→ EXERCISE DIRECTIONS
Pick up the discussion below about char[] initialization in D where it stops, and keep it going.

→ TEXT PROVIDED

** begin **

The intent I believe is to signal the programmer as soon as possible 
showing they have missed something.  In C/C++ an un-initialised variable 
can easily survive thousands of debug runs until it 'initialises' to a 
completely wrong value.  Most often on a release build and a end-users 
system.

Take floats.  By starting at NaN, from the very start you'll know you 
missed initialising it.  You'll catch the error earlier in your debug 
process.
July 29, 2006
Re: char[] initialization
Robert Atkinson wrote:
> Hasan Aljudy wrote:
> 
>>
>>
>> Derek wrote:
>>
>>> On Sat, 29 Jul 2006 06:29:21 -0600, Hasan Aljudy wrote:
>>>
>>>
>>>> kris wrote:
>>>>
>>>>> Andrew Fedoniouk wrote:
>>>>>
>>>>>
>>>>>> Could somebody shed light on the subject:
>>>>>>
>>>>>> According to http://digitalmars.com/d/type.html
>>>>>>
>>>>>> characters in D are getting initialized by following values
>>>>>>
>>>>>> char -> 0xFF
>>>>>> wchar -> 0xFFFF
>>>>>> dchar -> 0x0000FFFF
>>>>>>
>>>>>> what is the idea to have string initialized by valid character 
>>>>>> code instead of 0?
>>>>>
>>>>>
>>>>> Try google?
>>>>>
>>>>> http://www.digitalmars.com/d/archives/digitalmars/D/3239.html
>>>>
>>>>
>>>> I don't understand why the compiler should initialize variables to 
>>>> illegal values!!
>>>>
>>>> OK, is it because you have to initialize variables explicitly?
>>>> Just WHY?
>>>>
>>>> As far as I know, the notion that non-initialized variables are bad 
>>>> is a side-effect of the C (and C++) language, because non-inited 
>>>> variables are garbage.
>>>>
>>>> However, in D (and Java .. and others), vars are always initialized.
>>>> So, if the compiler can init variables to good defaults, why should 
>>>> it still be considered a bad habit not to init variables explicitly? 
>>>> That just makes no sense to me.
>>>
>>>
>>>
>>> I believe that D's philopsophy is that all datatypes are initialized to
>>> 'invalid' values if they possibly can be. The ones that can't are 
>>> integers,
>>> bytes, and bools. References, floating point values, and characters are
>>> initialized to 'wrong' values.
>>>
>>
>> I know .. I was asking "but why?" :(
> 
> 
> The intent I believe is to signal the programmer as soon as possible 
> showing they have missed something.  In C/C++ an un-initialised variable 
> can easily survive thousands of debug runs until it 'initialises' to a 
> completely wrong value.  Most often on a release build and a end-users 
> system.
> 
> Take floats.  By starting at NaN, from the very start you'll know you 
> missed initialising it.  You'll catch the error earlier in your debug 
> process.

Still missing my point.
in C/C++ that's a problem because un-initialized variables carry garbage.
in D, it's not; if you init them to a reasonable valid default, this 
problem won't exist anymore.

If un-initializing is bad just for its own sake .. then the compiler 
should detect it and issue an error/warning, otherwise it should default 
to a reasonable valid value; in this case, zero for chars and floats.
July 29, 2006
To Walter, about char[] initialization by FF
"kris" <foo@bar.com> wrote in message news:eaf9ei$2m7$1@digitaldaemon.com...

** end **

(Segmentation dataset records)
** begin **

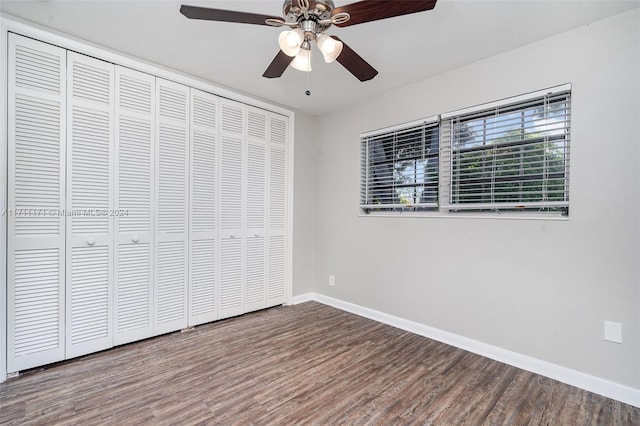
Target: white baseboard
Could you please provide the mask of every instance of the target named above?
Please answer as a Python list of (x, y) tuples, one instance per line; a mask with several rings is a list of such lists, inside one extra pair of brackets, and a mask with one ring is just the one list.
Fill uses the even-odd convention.
[(558, 380), (559, 382), (566, 383), (589, 392), (597, 393), (607, 398), (624, 402), (625, 404), (640, 407), (640, 389), (634, 389), (629, 386), (624, 386), (619, 383), (591, 376), (567, 367), (542, 361), (528, 355), (509, 351), (498, 346), (489, 345), (487, 343), (469, 339), (468, 337), (459, 336), (415, 321), (409, 321), (404, 318), (385, 314), (384, 312), (365, 308), (363, 306), (322, 294), (305, 293), (295, 296), (292, 299), (292, 303), (294, 305), (309, 301), (320, 302), (346, 312), (351, 312), (420, 336), (428, 337), (429, 339), (455, 346), (465, 351), (473, 352), (475, 354), (530, 371), (532, 373)]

** end **

→ EXERCISE OUTPUT
> Andrew Fedoniouk wrote:
>> Could somebody shed light on the subject:
>>
>> According to http://digitalmars.com/d/type.html
>>
>> characters in D are getting initialized by following values
>>
>> char -> 0xFF
>> wchar -> 0xFFFF
>> dchar -> 0x0000FFFF
>>
>> what is the idea to have string initialized by valid character code 
>> instead of 0?
>
> Try google?
>
> http://www.digitalmars.com/d/archives/digitalmars/D/3239.html

Thanks, Kris.

To Walter:

Following assumption ( 
http://www.digitalmars.com/d/archives/digitalmars/D/3239.html):

"codepoint U+FFFF is not a legitimate Unicode character, and, furthermore, 
it is guaranteed by the
Unicode Consortium that 0xFFFF will NEVER be a legitimate Unicode character.
This codepoint will remain forever unassigned, precisely so that it may be 
used
for purposes such as this."

is just wrong.

1) 0xFFFF is a valid UNICODE character - it is one of the "Specials" from
R-zone: {U+FFF0..U+FFFF} - region assigned already.

2) For char[] selection of 0xFF is wrong and even worse.
For example character with code 0xFF in Latin-I encoding is
"y diaeresis". In many European languages and Far East encodings 0xFF is a 
valid code point.
For example in KOI-8 encoding 0xFF is officially assigned value.

What is the point of current initializaton?

If you are doing intialization already
and this intialization is a part of specification so why not to use
official "Nul" values in this case?

You are doing the same for floats - you are using NaNs there
(Null value for floats). Why not to use the same for chars?

I think I understand your intention, 0xFF is sort of
debug values in Visual C++:

0xCDCDCDCD
 - Allocated in heap, but not initialized
0xDDDDDDDD
 - Released heap memory.
0xFDFDFDFD
 - "NoMansLand" fences automatically placed at boundary of heap memory. 
Should never be overwritten. If you do overwrite one, you're probably 
walking off the end of an array.
0xCCCCCCCC
 - Allocated on stack, but not initialized

but this is far from concept of null codepoint in character encodings.

Andrew Fedoniouk.
http://terrainformatica.com
July 29, 2006
Re: char[] initialization
Hasan Aljudy escribió:
> 
> 
> Still missing my point.
> in C/C++ that's a problem because un-initialized variables carry garbage.
> in D, it's not; if you init them to a reasonable valid default, this 
> problem won't exist anymore.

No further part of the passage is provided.